▶ _Your objective_
Turn everything in the listing from the line containing "Prove it: the neighboring" down through the line containing "[445,144,567,213]" into a Markdown table with the columns Row and Text. Number the rows from 1, put each line under Text, and leave out blank lines.

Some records
* * * * * * * * *

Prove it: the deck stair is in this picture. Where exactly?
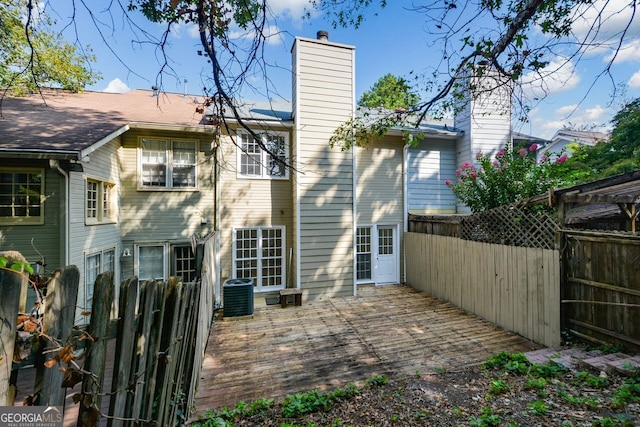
[525,347,640,376]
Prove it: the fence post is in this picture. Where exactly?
[78,271,114,426]
[107,277,138,426]
[34,265,80,406]
[0,260,27,406]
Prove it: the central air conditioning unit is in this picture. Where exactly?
[222,279,253,317]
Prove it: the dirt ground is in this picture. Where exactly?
[192,356,640,427]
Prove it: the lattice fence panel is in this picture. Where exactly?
[461,205,560,249]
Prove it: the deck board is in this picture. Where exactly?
[195,285,540,413]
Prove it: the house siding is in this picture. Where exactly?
[69,139,121,323]
[356,136,405,284]
[118,129,215,277]
[407,140,457,214]
[454,71,511,164]
[219,128,294,288]
[0,159,62,273]
[293,38,355,299]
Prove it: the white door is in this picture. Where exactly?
[375,226,398,284]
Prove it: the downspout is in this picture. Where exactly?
[293,39,302,289]
[351,45,358,297]
[402,140,413,283]
[49,159,71,266]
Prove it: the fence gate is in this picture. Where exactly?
[561,230,640,352]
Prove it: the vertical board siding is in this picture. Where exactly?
[405,233,560,346]
[293,38,354,299]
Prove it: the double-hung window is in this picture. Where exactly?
[140,138,198,189]
[238,132,289,179]
[86,179,116,224]
[171,245,196,283]
[233,227,286,290]
[137,245,167,282]
[0,168,44,224]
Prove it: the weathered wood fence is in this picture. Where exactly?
[562,230,640,352]
[0,266,214,426]
[404,233,560,346]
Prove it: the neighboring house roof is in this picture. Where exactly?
[356,107,462,138]
[511,132,550,147]
[538,129,609,159]
[0,89,215,160]
[218,99,293,122]
[554,170,640,224]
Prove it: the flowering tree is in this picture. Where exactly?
[445,144,567,213]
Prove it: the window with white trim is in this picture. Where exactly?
[84,248,116,310]
[171,245,196,283]
[136,245,167,282]
[86,179,116,224]
[238,132,289,179]
[140,138,198,189]
[356,227,372,280]
[0,168,44,224]
[233,227,286,290]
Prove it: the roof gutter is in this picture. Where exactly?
[224,117,295,128]
[80,125,130,159]
[0,148,80,160]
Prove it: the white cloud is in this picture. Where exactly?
[103,77,131,93]
[522,57,580,99]
[604,39,640,64]
[229,25,284,46]
[572,0,640,47]
[529,104,611,139]
[581,104,608,123]
[267,0,313,22]
[627,71,640,89]
[556,104,578,116]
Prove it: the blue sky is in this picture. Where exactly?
[48,0,640,138]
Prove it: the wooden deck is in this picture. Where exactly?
[195,285,540,413]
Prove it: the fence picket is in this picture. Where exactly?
[107,277,138,427]
[78,272,114,426]
[0,262,27,406]
[34,265,80,406]
[405,233,560,346]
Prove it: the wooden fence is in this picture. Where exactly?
[404,233,560,346]
[562,230,640,352]
[0,266,214,426]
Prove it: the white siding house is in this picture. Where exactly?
[0,30,511,314]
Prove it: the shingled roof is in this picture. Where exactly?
[0,90,215,154]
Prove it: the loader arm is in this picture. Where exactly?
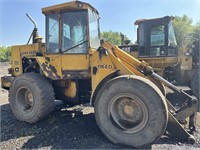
[101,41,199,143]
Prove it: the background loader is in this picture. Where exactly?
[1,1,199,147]
[119,16,200,98]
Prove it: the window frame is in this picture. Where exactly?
[45,9,89,55]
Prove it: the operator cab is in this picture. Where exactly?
[42,1,100,54]
[119,16,178,58]
[135,16,178,57]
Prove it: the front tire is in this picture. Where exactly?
[95,75,168,148]
[9,73,55,123]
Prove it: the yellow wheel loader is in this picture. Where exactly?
[1,1,199,148]
[119,16,200,98]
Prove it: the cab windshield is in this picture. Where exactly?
[61,11,87,53]
[168,21,177,47]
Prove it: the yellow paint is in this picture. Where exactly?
[64,81,77,98]
[11,43,39,76]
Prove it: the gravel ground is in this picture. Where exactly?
[0,63,200,150]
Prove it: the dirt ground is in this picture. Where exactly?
[0,63,200,150]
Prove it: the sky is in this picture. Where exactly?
[0,0,200,46]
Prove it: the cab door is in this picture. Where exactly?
[46,10,89,79]
[61,10,89,79]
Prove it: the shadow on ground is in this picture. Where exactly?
[1,88,198,149]
[1,104,133,149]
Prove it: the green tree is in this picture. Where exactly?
[101,30,129,45]
[0,46,11,61]
[173,15,194,46]
[194,22,200,39]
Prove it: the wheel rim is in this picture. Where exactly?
[108,94,148,133]
[16,87,34,112]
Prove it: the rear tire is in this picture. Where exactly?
[95,75,168,148]
[9,73,55,123]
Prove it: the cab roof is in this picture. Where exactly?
[42,1,99,15]
[134,16,174,25]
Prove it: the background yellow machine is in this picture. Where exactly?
[1,1,199,147]
[119,16,200,98]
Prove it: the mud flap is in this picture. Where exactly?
[167,112,195,144]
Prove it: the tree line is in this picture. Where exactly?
[0,15,200,61]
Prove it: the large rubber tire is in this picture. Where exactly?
[9,73,55,123]
[191,69,200,99]
[95,75,168,148]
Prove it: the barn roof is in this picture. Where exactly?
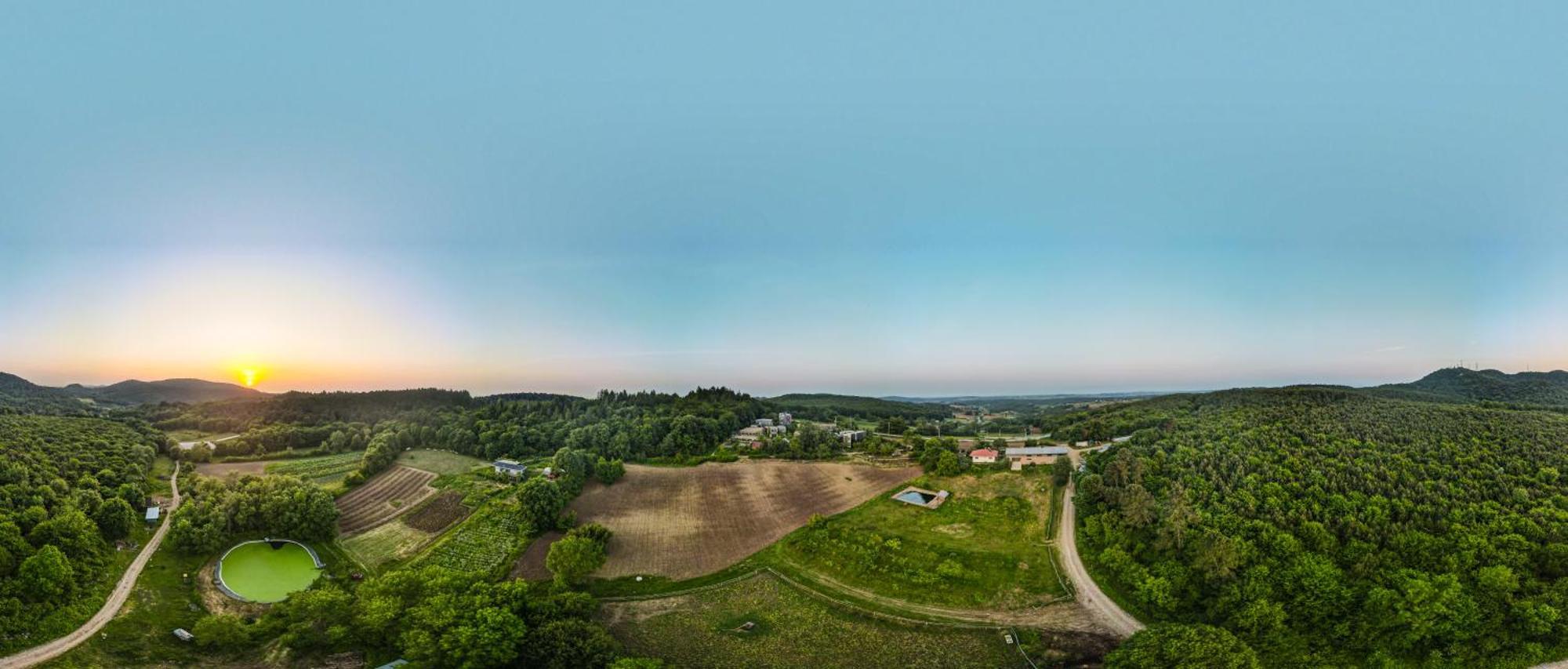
[1007,446,1068,457]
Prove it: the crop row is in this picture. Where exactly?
[422,504,522,572]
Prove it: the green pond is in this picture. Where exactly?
[223,542,321,602]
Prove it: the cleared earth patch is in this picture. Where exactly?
[516,460,919,578]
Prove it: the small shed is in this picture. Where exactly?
[491,460,528,478]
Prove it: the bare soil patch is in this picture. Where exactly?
[403,492,469,533]
[511,533,561,581]
[196,460,267,479]
[337,467,436,536]
[516,460,920,578]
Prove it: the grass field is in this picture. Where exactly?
[397,449,485,476]
[776,471,1065,609]
[519,460,919,580]
[42,544,212,667]
[601,575,1027,669]
[417,501,527,572]
[339,520,436,569]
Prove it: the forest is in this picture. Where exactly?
[0,415,163,652]
[1062,387,1568,666]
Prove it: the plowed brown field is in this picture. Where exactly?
[337,467,436,536]
[513,460,920,578]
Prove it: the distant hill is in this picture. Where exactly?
[63,379,267,404]
[0,373,89,413]
[1369,368,1568,407]
[768,393,952,421]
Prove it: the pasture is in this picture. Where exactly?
[601,575,1029,669]
[337,467,436,536]
[397,449,485,476]
[776,470,1066,611]
[339,522,436,569]
[196,460,267,479]
[517,460,919,580]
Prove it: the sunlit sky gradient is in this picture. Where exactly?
[0,2,1568,394]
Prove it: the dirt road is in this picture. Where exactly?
[1057,451,1143,638]
[0,462,180,669]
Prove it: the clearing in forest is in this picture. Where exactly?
[397,448,485,476]
[776,468,1066,611]
[601,575,1029,669]
[517,460,919,580]
[337,467,436,536]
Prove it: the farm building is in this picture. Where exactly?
[491,460,528,478]
[839,431,866,445]
[1007,446,1068,470]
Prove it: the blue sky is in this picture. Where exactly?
[0,2,1568,394]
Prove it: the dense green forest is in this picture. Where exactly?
[0,415,162,652]
[1374,368,1568,407]
[1062,387,1568,666]
[0,373,91,415]
[768,393,953,421]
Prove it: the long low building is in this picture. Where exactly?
[1007,446,1069,470]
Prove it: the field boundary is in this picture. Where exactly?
[599,567,1008,631]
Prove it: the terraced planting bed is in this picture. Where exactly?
[517,460,925,580]
[419,503,525,572]
[267,453,364,482]
[337,467,436,536]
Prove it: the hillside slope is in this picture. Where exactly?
[63,379,265,404]
[1374,368,1568,407]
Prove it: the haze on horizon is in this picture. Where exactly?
[0,2,1568,396]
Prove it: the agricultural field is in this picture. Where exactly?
[417,503,524,572]
[337,467,436,536]
[517,460,919,578]
[339,520,436,569]
[776,470,1066,611]
[339,492,469,569]
[265,451,364,484]
[196,460,267,479]
[403,492,470,533]
[601,575,1029,669]
[397,449,485,476]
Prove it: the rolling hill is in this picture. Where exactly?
[63,379,265,404]
[1370,368,1568,407]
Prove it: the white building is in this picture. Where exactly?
[491,460,528,478]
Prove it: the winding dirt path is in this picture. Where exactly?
[0,462,180,669]
[1057,451,1143,638]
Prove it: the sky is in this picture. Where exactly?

* * * * * * * * *

▶ _Output of the task_
| Row | Text |
|---|---|
| 1 | Prove it: the neighboring house roof is in this picture. Where exactly? |
| 2 | [356,107,462,138] |
| 3 | [511,132,550,147] |
| 4 | [538,129,609,159] |
| 5 | [0,89,215,160] |
| 6 | [218,99,293,122] |
| 7 | [554,170,640,224] |
| 8 | Prove it: the flowering tree is in this picture. Where exactly? |
| 9 | [445,144,567,213] |